-- YOUR OBJECTIVE --
Retype, word for word, only the lines from the one with "Which element on screen is the cypress" through the last line of the data below.

※ ※ ※

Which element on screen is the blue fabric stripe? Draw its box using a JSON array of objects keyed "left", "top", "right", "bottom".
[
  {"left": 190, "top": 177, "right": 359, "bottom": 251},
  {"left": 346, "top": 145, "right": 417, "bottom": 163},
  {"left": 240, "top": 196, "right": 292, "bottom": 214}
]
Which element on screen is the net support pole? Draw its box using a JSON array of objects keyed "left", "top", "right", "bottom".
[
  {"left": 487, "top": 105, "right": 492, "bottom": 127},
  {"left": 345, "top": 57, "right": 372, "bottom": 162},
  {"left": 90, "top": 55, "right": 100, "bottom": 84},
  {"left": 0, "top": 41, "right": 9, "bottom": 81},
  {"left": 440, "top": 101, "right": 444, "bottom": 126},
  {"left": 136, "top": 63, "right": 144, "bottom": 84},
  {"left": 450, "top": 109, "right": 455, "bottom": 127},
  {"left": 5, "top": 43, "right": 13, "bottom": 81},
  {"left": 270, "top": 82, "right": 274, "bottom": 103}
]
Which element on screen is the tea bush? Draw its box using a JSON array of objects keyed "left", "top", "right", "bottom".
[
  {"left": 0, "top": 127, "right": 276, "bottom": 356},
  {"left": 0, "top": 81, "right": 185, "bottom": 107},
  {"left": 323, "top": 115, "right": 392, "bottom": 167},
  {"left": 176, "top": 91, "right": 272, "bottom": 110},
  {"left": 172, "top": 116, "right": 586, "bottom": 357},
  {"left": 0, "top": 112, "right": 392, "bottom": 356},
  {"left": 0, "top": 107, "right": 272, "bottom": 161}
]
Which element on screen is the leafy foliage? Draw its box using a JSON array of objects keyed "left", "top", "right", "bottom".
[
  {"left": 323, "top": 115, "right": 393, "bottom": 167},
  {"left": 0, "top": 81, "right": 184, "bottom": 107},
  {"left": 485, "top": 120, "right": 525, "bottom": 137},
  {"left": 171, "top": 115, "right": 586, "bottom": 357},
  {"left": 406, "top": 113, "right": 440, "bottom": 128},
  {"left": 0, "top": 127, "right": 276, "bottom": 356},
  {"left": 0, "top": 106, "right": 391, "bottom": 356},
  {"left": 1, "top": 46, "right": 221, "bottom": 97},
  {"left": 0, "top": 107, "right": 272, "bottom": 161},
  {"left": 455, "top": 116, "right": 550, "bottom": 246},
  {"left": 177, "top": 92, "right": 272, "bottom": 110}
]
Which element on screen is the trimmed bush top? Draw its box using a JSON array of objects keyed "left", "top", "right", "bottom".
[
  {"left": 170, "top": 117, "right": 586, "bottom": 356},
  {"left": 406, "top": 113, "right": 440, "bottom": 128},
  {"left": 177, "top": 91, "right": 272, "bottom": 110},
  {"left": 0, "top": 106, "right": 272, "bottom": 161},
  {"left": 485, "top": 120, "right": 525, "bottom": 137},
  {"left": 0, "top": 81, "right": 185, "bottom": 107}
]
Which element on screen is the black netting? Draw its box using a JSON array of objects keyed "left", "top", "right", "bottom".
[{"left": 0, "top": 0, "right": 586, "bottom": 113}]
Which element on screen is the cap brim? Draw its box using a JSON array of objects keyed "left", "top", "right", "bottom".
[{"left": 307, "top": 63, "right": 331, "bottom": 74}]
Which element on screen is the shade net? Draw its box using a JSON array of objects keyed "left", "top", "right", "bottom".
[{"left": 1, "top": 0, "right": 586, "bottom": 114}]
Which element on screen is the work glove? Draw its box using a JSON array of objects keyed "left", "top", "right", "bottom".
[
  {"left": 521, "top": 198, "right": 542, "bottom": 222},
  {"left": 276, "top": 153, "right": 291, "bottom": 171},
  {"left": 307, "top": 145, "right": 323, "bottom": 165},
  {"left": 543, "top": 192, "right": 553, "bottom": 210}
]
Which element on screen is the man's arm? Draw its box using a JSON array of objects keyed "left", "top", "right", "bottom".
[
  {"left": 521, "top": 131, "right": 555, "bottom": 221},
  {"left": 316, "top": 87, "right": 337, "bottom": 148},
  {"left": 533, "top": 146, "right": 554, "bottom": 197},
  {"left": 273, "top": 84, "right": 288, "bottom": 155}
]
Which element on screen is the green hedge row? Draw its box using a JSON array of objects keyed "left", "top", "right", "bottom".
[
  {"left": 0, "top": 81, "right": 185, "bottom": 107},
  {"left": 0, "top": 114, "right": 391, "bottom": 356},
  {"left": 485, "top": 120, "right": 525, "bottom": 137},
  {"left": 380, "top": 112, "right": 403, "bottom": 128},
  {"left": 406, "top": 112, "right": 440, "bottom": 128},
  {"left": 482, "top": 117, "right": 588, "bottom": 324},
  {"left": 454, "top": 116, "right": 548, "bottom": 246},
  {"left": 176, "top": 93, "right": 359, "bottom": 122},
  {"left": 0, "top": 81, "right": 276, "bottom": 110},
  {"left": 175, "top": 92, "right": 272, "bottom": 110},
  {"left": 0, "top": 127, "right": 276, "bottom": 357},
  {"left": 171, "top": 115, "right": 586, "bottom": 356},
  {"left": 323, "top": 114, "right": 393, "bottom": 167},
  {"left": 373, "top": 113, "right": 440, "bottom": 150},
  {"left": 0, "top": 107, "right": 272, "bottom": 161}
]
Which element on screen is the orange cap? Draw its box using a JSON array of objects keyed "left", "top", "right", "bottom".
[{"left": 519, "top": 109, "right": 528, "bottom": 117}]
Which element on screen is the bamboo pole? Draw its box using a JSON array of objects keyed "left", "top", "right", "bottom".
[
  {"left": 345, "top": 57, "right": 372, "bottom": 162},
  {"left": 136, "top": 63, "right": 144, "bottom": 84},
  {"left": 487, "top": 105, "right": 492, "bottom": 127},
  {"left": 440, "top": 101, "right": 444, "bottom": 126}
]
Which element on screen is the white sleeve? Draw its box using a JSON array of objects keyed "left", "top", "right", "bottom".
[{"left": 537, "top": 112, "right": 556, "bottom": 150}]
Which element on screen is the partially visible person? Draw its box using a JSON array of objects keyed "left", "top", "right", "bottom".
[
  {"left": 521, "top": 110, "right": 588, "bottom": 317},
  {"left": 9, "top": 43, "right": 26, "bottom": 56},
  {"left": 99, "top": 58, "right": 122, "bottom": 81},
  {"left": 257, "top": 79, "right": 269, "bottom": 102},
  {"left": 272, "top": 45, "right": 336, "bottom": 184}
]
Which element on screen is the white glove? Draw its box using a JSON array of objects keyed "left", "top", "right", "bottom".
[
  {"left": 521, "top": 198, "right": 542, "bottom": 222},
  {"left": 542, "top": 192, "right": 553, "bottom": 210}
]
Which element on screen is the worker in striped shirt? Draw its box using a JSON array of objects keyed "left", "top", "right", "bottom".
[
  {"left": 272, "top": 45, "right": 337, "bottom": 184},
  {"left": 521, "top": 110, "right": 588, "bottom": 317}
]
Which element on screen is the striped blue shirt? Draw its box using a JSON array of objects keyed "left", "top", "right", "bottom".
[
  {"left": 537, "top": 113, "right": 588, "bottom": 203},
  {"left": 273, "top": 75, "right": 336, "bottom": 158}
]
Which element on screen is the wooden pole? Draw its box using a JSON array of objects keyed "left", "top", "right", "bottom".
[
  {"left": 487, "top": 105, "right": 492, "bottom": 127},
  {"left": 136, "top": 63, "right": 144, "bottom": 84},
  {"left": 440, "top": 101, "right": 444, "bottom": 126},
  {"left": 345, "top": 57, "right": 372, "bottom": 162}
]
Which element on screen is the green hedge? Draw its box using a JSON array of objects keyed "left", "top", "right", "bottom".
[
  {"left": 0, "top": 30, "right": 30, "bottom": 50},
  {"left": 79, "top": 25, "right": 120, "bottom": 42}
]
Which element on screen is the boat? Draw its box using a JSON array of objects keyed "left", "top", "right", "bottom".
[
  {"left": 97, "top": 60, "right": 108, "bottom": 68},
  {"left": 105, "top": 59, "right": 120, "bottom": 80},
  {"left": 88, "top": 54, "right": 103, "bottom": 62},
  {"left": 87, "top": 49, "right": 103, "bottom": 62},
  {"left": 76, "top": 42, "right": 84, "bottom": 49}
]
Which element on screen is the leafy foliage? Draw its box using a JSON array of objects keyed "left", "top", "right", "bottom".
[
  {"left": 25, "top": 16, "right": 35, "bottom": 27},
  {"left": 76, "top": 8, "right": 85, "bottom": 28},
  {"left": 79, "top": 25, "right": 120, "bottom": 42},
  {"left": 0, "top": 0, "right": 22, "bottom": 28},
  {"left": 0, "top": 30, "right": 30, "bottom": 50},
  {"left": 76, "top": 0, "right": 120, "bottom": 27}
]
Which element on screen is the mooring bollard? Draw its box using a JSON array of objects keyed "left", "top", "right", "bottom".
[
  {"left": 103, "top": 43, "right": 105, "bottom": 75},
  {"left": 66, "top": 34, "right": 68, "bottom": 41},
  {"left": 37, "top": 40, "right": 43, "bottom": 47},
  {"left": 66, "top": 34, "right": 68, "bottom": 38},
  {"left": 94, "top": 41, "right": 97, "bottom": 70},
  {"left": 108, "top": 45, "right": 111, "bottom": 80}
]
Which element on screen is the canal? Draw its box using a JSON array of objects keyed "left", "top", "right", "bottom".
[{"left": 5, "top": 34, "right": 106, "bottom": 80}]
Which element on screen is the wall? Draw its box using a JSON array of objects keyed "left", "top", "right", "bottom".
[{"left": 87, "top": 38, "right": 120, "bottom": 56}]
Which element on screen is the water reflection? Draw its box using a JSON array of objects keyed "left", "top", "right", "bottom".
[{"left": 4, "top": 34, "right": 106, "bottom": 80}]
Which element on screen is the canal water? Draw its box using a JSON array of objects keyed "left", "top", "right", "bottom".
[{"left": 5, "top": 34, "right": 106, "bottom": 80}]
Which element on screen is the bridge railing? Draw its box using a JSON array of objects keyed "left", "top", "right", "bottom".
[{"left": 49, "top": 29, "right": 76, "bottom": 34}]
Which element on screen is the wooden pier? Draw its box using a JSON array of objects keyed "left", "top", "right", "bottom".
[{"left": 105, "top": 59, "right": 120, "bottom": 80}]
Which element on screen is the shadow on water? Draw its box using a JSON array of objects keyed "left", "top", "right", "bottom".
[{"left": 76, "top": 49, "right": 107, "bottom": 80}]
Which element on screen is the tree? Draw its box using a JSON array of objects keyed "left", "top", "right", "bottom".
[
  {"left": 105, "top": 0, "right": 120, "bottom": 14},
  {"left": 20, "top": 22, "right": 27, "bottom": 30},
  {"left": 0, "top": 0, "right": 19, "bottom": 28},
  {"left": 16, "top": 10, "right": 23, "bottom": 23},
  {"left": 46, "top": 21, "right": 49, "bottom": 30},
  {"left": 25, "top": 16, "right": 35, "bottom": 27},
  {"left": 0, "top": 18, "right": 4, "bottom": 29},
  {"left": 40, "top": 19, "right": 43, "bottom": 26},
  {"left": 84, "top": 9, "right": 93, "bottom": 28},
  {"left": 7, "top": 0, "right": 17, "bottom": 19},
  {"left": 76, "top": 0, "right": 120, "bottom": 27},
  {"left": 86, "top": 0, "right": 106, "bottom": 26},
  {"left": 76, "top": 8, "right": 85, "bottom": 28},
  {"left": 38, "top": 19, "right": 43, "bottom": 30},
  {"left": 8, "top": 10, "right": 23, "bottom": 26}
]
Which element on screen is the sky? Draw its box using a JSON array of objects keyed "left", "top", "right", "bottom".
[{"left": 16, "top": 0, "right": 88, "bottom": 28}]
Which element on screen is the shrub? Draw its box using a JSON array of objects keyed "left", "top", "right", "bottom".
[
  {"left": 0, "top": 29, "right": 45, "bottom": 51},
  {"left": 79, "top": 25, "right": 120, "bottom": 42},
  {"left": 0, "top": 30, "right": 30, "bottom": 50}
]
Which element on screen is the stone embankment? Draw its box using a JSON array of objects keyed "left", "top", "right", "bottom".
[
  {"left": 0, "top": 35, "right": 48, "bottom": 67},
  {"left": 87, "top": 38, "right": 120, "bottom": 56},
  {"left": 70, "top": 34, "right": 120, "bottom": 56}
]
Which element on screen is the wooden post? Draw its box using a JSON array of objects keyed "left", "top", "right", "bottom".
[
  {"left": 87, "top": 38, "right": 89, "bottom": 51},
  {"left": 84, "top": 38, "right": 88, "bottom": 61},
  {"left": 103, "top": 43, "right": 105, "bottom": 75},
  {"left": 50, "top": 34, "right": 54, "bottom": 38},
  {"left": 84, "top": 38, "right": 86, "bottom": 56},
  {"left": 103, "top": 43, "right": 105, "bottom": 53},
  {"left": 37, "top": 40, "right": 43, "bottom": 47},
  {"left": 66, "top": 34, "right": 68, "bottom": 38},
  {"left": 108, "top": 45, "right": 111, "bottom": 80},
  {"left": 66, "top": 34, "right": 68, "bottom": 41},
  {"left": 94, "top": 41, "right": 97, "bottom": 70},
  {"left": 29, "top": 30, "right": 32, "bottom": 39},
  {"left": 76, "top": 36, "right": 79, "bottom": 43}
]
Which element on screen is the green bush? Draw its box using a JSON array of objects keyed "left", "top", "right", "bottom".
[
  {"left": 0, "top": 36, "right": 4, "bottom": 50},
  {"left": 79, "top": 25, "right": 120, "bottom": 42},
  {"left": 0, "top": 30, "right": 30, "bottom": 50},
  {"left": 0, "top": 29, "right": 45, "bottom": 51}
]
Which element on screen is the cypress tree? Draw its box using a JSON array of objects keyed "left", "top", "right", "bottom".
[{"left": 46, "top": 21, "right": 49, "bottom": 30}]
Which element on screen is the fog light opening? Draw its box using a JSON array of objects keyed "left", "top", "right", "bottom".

※ ※ ※

-- SOLVED EXERCISE --
Which element on screen is the cypress tree? Draw its box using a JSON array of objects keyed "left", "top", "right", "bottom".
[{"left": 46, "top": 21, "right": 49, "bottom": 30}]
Which element on screen is the fog light opening? Draw its box using a JSON array of objects keyed "left", "top", "right", "bottom".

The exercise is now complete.